═══ Exercise input ═══

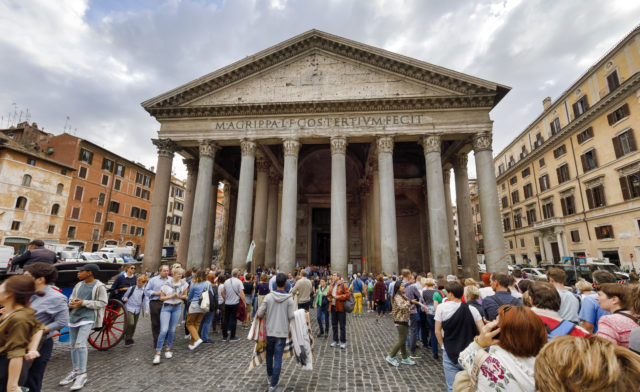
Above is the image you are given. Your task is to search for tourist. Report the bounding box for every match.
[153,267,189,365]
[327,272,351,349]
[60,263,109,391]
[144,265,169,348]
[315,279,329,338]
[482,272,522,321]
[597,283,640,348]
[290,270,313,312]
[186,269,213,350]
[0,275,45,392]
[256,273,295,392]
[122,275,149,347]
[578,270,616,333]
[527,282,589,339]
[434,281,482,392]
[385,281,416,366]
[459,306,547,392]
[222,268,246,342]
[533,336,640,392]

═══

→ **Directions**
Reproduce every line of the items above, request text included, but leave out the pictures. Multiply each bounding box coordinate in the answers by 0.45 and round it to a whole number, with halves rounding up.

→ **Solution for this problem**
Above is the image you are given. Your task is to search for tourist. Report the bounding box for every match.
[69,120,85,164]
[147,122,158,157]
[27,118,49,176]
[65,119,76,157]
[142,126,148,152]
[217,122,235,144]
[269,127,288,157]
[131,122,141,140]
[84,121,96,158]
[0,124,20,176]
[115,123,133,176]
[55,124,67,156]
[260,122,277,150]
[237,127,265,153]
[195,126,217,176]
[173,126,187,165]
[207,138,246,176]
[100,121,111,154]
[240,151,288,176]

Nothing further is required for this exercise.